### Goal
Set down, word for word, the part of the climate comment thread below that begins at the words "1. In England, before" and stops after "average fractionally colder?".

The claim that the climate is becoming more extreme may be due to looking for harsher weather at the present time. What we do not look for is weather harsher climate was more common in the past. Two items from opposite sides of the planet that may be worth exploring.
1. In England, before the advent of refigeration, many of the big country houses had ice houses. Crucially you need a sustained period of cold to obtain sufficient ice, yet the CET does not seem to on average to have temperatures cold enough. Could it be that there were more variability in winter temperatures, as well at it being on average fractionally colder?
Examples at Calke Abbey, Derbyshire and Dunham Massey, Cheshire.
2. In Australia, Yasi was not that unusual. There is evidence of super-cyclones hitting every 200 or 300 years.
http://joannenova.com.au/2011/02/yasi-is-a-monster-but-not-an-unusual-one/
If we detect more extreme weather (that is a big if), there is still the counter-argument that we may be exciting a quiet climatic period, like the 20th century warming was most likely largely the recovery from the Little Ice Age.
2.

Magnus
February 9, 2011 11:03 am

*applaus was a typo bc of the friggin autocorrect on my iPhone.

Honest ABE
February 9, 2011 11:08 am

No no, you guys don’t understand, Krugman is attempting to spur economic growth by first reversing it. If we can knock off 2-4% of the world’s GDP in various carbon scams, sending us into an economic Dark Ages, then our potential for growth will be much higher.
I think I see another Nobel in his future.

DirkH
February 9, 2011 12:03 pm

Thanks to the people who pointed to Krugman’s New Trade Theory. Didn’t know about it before. Sounds bogus to me; for instance, many of the projects Japan’s MITI sponsored failed; the 5th gen computers (AI project in the 80ies, Lisp-based) come to mind. If he’s right, China will become the industrial centre for everything; but i wouldn’t hold my breath. So maybe he always had that level of bogosity he is notorious for in his NYT column.

Lady Life Grows
February 9, 2011 1:17 pm

Bravo!
Your argument would have been even stronger had you showed us the graphs of deaths-by-month that were presented at the 4th Int’l Climate Change Conference in Chicago last year. Many more deaths in the winter than the summer.

### Stored records
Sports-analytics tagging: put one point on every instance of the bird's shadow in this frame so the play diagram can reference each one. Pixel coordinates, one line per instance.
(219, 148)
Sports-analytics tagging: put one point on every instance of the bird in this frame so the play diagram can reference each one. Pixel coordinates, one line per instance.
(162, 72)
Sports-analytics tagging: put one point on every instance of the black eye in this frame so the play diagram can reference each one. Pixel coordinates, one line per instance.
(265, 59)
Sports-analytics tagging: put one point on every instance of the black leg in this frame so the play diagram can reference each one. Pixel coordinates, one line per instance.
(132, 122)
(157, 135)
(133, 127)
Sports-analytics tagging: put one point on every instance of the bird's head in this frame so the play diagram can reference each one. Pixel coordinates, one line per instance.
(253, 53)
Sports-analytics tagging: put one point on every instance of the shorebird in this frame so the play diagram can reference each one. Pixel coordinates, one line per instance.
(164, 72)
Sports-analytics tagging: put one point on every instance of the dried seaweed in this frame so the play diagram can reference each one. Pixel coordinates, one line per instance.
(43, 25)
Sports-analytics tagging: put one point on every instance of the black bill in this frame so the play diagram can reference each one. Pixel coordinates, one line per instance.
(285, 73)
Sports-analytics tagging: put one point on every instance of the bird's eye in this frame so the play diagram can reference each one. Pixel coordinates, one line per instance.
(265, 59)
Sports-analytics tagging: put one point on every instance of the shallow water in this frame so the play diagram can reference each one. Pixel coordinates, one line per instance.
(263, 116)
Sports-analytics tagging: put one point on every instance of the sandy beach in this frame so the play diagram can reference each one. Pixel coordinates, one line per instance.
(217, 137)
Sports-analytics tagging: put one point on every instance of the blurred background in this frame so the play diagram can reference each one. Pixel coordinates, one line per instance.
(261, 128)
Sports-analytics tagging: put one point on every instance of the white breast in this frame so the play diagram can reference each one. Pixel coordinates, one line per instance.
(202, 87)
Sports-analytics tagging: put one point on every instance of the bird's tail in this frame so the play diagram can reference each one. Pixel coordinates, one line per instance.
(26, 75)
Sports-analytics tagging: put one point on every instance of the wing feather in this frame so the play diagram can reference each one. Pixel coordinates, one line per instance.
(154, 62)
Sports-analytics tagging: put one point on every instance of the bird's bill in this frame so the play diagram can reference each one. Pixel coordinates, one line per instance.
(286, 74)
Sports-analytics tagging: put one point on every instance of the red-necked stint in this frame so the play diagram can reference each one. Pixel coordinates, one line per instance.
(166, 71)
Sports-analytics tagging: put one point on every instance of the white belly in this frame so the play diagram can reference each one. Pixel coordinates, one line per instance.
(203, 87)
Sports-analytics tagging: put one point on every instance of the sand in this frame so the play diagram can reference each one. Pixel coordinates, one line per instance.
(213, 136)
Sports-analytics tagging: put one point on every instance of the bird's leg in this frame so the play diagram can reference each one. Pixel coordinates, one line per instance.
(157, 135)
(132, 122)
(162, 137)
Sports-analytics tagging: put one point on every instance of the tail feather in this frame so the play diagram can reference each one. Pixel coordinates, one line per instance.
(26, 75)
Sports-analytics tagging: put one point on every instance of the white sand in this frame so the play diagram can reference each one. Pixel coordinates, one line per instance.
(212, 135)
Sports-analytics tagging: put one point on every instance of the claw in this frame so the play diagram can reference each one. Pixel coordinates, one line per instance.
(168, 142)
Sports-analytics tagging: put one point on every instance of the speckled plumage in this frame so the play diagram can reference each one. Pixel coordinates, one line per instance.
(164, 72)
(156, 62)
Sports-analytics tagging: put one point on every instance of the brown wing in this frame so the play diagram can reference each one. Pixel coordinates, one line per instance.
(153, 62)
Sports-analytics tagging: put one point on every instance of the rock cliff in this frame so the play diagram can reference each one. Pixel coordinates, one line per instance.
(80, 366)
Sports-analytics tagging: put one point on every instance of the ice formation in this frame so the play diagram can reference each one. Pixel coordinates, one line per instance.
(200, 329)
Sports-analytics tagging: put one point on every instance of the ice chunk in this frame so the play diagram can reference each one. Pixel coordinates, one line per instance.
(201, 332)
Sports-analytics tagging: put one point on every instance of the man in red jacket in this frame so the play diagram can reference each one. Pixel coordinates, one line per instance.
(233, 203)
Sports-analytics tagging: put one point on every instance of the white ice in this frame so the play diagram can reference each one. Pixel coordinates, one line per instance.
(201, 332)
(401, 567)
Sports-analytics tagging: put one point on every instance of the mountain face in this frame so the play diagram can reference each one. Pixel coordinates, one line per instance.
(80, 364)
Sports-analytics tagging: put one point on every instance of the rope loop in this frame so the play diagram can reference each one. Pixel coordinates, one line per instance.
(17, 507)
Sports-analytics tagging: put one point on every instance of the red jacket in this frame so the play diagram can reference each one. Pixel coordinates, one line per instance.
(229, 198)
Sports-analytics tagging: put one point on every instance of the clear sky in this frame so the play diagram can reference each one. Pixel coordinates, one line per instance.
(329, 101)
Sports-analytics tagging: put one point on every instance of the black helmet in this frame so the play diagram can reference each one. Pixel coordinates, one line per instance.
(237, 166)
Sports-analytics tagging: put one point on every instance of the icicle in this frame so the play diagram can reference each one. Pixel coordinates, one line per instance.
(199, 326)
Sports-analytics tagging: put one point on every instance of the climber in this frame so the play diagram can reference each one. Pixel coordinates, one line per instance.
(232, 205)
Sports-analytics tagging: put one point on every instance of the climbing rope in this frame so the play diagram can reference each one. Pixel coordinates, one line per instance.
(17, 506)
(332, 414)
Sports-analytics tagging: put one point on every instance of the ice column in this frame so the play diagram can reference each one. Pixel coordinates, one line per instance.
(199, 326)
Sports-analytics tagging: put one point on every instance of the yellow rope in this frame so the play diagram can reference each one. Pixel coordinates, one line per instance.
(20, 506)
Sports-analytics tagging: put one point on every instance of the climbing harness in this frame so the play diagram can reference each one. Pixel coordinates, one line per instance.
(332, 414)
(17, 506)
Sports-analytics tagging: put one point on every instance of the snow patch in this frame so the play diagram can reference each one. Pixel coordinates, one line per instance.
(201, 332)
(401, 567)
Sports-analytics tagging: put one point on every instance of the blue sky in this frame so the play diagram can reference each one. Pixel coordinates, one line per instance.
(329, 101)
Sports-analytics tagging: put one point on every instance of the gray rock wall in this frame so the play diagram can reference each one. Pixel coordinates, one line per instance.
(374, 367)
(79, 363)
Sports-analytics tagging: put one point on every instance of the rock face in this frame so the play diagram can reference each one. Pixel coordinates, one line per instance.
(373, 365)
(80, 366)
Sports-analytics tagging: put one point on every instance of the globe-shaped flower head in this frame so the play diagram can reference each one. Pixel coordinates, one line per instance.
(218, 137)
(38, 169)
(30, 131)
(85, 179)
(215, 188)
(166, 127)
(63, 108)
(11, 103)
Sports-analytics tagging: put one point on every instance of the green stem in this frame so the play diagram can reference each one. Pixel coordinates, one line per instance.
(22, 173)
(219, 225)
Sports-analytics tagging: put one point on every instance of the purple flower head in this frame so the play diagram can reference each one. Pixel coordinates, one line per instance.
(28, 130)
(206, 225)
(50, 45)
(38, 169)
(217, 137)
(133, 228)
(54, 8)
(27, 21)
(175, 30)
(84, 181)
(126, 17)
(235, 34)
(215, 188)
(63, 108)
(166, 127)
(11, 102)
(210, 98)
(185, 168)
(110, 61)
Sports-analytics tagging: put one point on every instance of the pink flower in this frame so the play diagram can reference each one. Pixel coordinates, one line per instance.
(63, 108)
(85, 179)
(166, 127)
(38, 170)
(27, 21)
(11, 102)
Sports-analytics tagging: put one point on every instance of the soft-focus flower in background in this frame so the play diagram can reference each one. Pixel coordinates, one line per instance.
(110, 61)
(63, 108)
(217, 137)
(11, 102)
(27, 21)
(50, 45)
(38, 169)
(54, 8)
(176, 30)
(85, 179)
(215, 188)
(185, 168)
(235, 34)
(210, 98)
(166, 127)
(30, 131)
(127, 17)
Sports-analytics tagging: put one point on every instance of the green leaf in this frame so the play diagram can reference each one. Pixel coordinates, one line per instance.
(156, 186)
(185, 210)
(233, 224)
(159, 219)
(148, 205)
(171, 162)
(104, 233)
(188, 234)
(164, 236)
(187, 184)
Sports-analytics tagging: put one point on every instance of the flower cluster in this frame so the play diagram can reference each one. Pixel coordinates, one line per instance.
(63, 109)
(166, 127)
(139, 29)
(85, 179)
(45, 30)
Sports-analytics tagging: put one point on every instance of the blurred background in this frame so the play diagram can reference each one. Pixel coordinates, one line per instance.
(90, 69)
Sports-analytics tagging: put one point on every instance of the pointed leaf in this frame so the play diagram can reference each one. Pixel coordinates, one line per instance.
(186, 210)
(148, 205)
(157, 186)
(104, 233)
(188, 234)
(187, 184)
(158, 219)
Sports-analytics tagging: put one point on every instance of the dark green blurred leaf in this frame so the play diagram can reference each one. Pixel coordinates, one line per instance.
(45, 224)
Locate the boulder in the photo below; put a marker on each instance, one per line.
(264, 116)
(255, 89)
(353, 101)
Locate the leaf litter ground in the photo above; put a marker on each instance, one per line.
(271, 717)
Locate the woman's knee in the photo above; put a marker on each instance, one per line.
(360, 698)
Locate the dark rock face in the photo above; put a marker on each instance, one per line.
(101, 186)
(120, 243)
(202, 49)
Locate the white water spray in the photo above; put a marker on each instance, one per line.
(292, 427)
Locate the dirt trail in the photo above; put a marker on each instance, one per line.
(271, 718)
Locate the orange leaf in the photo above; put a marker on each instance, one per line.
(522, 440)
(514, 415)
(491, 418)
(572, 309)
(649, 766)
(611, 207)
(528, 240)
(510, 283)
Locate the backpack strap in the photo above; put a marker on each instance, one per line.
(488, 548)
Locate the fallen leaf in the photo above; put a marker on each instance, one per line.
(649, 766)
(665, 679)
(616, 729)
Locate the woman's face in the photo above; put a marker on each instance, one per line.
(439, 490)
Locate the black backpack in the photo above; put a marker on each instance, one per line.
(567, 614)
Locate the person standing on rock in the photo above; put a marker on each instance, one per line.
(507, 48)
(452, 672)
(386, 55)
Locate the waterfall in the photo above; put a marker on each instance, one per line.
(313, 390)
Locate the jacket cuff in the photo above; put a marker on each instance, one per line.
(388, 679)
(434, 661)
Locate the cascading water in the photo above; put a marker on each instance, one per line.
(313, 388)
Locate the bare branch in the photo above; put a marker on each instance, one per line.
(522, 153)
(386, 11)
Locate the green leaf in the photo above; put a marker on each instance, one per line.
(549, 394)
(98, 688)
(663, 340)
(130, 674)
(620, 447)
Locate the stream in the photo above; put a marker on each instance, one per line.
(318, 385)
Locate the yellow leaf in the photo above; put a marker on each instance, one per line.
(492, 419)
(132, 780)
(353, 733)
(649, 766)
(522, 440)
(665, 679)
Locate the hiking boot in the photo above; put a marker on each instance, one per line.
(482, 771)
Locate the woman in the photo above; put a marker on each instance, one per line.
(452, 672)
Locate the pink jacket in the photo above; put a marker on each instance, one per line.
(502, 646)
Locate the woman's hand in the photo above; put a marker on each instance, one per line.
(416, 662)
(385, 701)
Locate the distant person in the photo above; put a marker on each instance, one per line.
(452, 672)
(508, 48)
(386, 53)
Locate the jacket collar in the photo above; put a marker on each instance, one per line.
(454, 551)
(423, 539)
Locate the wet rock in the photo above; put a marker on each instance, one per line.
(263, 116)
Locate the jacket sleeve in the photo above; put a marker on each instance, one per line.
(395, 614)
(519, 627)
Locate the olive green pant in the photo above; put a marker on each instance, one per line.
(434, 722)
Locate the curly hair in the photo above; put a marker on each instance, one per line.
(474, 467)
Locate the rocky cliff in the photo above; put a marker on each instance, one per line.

### Correct answer
1. In England, before the advent of refigeration, many of the big country houses had ice houses. Crucially you need a sustained period of cold to obtain sufficient ice, yet the CET does not seem to on average to have temperatures cold enough. Could it be that there were more variability in winter temperatures, as well at it being on average fractionally colder?